Задания
1. С эстетикой каких мест, по словам текста о Мидзогути, модернистские веяния в западном искусстве конца 1950-х годов имели много общего?
2. Повторите из текста о Мидзогути отрывок от «Мидзогути особым образом, отличным» до «проявлений духовной жизни.» включительно.
3. Продолжите текст о Мидзогути с того места, на котором он заканчивается.

Источник
#####

Видимый и невидимый мир в киноискусстве - [39]
Чтобы понять, почему модернистские веяния в западном искусстве конца 1950-х годов имели столь много общего с эстетикой Страны восходящего солнца, да и всего дальневосточного региона, рассмотрим, в чем состоит разность и общность культурных парадигм христианской и буддийской цивилизаций. А также поразмышляем о тенденции их сближения.
Мидзогути особым образом, отличным от традиций западного и отечественного кинематографа, создает в своих картинах духовную реальность. Однако она зиждется на тех же самых основаниях, что и любой подлинно духовный опыт. От различий формального характера мы перейдем к сходству, затем снова поведем разговор о различиях, и уже на новом витке анализа обнаружим сходство на уровне высших проявлений духовной жизни.

#####

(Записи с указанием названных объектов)
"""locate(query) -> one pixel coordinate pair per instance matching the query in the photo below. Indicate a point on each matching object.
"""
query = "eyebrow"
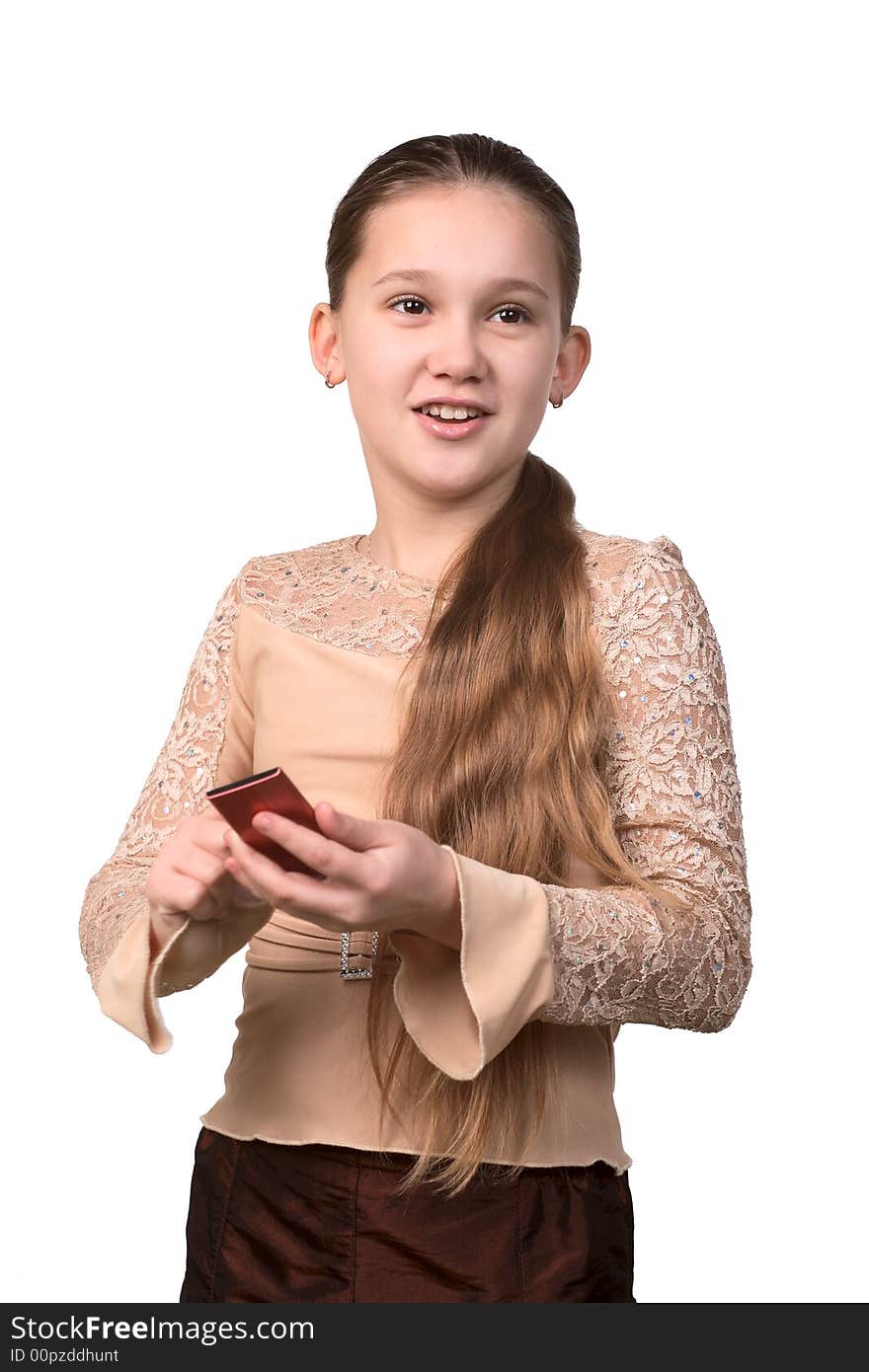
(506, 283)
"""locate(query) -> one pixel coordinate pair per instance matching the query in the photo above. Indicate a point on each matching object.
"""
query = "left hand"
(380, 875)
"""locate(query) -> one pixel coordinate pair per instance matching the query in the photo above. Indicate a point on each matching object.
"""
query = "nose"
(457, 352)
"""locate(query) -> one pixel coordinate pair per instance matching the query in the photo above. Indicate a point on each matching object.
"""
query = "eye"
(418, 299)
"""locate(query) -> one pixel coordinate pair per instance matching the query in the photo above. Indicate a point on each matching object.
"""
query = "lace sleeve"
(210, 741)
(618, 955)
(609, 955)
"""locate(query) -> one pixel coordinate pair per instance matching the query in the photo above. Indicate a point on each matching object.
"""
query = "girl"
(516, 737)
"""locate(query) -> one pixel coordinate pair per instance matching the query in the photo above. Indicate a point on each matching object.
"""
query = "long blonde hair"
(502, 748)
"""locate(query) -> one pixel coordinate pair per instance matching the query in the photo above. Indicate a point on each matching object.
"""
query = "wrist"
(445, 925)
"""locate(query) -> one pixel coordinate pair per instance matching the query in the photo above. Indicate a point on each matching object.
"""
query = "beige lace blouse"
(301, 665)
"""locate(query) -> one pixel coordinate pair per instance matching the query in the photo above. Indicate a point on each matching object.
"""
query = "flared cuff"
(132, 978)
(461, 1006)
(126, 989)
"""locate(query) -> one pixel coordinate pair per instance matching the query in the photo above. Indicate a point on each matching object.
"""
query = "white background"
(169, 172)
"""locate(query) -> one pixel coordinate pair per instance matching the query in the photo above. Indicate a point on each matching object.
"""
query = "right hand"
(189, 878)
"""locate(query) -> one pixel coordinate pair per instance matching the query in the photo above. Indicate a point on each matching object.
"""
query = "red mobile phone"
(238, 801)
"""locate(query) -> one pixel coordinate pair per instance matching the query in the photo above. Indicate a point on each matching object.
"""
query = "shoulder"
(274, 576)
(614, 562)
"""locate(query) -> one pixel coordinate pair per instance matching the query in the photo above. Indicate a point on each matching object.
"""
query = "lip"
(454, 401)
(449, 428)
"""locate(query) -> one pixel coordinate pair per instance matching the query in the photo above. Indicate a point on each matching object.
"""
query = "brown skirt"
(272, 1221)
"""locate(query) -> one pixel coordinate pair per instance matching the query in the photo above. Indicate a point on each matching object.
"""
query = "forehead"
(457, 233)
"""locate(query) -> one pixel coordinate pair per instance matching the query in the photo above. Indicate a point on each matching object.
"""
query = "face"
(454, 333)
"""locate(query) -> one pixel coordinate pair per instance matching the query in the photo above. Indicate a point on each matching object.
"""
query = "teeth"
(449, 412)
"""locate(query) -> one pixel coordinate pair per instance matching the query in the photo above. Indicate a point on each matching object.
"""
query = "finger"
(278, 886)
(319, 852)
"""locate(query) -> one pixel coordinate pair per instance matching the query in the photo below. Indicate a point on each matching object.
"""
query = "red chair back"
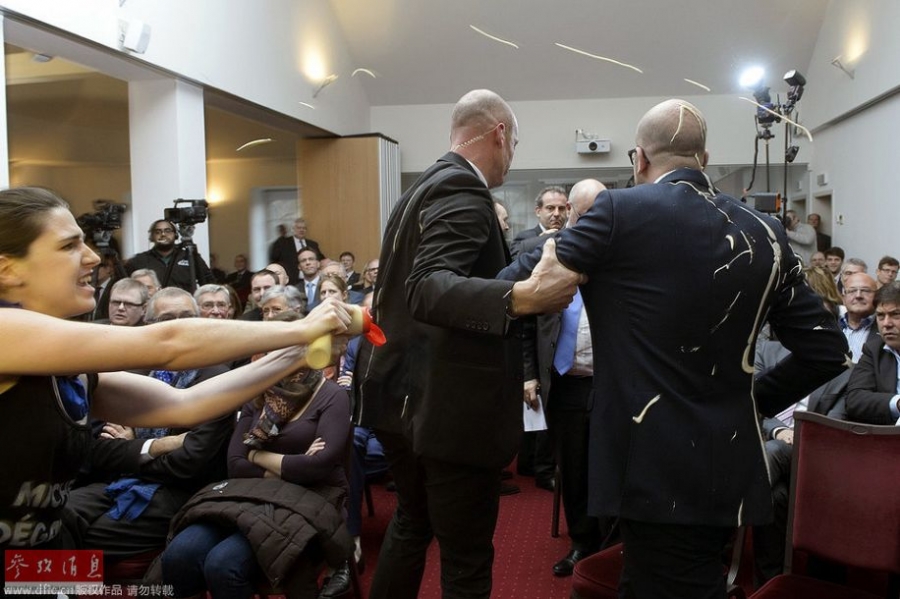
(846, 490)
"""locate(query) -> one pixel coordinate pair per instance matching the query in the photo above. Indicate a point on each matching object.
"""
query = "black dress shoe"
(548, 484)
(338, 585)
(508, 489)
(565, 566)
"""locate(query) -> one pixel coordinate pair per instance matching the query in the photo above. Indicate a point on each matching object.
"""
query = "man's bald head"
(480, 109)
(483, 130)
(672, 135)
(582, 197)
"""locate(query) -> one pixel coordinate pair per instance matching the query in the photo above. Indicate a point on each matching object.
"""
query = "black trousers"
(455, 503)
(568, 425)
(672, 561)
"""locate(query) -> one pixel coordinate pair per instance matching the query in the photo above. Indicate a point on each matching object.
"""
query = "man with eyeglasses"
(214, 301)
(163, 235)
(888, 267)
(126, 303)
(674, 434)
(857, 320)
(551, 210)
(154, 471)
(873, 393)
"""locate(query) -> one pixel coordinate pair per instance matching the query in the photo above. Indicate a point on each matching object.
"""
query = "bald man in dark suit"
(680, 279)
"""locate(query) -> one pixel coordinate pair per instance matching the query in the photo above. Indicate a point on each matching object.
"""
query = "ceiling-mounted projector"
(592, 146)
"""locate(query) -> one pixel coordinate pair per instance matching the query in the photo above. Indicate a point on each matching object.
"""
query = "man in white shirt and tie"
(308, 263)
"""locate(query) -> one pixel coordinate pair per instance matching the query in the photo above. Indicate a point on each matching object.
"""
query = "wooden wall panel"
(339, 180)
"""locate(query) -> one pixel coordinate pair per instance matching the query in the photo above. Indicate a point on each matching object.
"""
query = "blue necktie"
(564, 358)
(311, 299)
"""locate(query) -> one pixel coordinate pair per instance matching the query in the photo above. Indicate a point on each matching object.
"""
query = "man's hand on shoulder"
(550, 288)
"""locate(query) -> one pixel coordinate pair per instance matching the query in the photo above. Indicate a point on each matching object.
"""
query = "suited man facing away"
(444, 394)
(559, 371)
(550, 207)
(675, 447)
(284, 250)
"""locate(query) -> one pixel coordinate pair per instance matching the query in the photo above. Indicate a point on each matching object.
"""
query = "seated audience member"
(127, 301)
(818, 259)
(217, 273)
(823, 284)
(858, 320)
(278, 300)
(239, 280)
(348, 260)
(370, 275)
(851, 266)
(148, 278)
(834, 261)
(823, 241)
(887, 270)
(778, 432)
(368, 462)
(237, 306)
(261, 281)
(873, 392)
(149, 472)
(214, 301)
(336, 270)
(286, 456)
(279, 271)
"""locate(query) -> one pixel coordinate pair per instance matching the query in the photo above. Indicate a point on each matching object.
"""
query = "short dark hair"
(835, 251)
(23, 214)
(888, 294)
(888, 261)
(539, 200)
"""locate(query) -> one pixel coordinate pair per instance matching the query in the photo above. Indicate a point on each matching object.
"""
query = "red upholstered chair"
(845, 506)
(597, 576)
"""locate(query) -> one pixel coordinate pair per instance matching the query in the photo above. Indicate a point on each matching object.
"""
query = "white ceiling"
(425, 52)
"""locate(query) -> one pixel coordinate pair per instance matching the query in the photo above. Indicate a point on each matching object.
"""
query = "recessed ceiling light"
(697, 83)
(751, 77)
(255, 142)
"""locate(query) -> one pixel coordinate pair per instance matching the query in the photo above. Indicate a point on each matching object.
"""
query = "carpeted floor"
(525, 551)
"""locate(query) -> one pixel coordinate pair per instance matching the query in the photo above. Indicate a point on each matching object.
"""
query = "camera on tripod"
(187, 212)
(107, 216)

#####

Ответы
1. С эстетикой Страны восходящего солнца и всего дальневосточного региона.

2.
Мидзогути особым образом, отличным от традиций западного и отечественного кинематографа, создает в своих картинах духовную реальность. Однако она зиждется на тех же самых основаниях, что и любой подлинно духовный опыт. От различий формального характера мы перейдем к сходству, затем снова поведем разговор о различиях, и уже на новом витке анализа обнаружим сходство на уровне высших проявлений духовной жизни.

3.
О присутствии «другого мира» в дальневосточном искусстве нам сообщают внешние оболочки единичных вещей, от которых не требуется соответствия неким безупречным формам, а требуется лишь их физическая протяженность, скрадываемая туманом или наплывом, выполняющим функцию тумана. Заметим, следуя одной из сквозных тем нашего исследования, что вещь словно бы оказывается на пороге видимого. Она одновременно и явлена, и скрыта. «Ясность перспективного куба» то и дело уступает место расплывчатым и плавным очертаниям пространства, которое стремится к истолкованию самого себя как «глубины сердца».
Подобное мы обнаруживаем и в иконописи. Г. Померанц пишет: «…такой замечательный знаток дальневосточной культуры, как Рэдженальд Орас Блакс, сопоставил дзенские пейзажи с византийской иконой. Сквозь резкие различия форм он чувствовал единый дух. То есть он чувствовал, что по уровню глубины – это родственные явления. В обоих случаях яркость бытия приглушена, и выделено глубинное, обычно скрытое»[109].
И снова вернемся к разговору о различиях двух типов духовности, которые восходят к разным культурным стереотипам.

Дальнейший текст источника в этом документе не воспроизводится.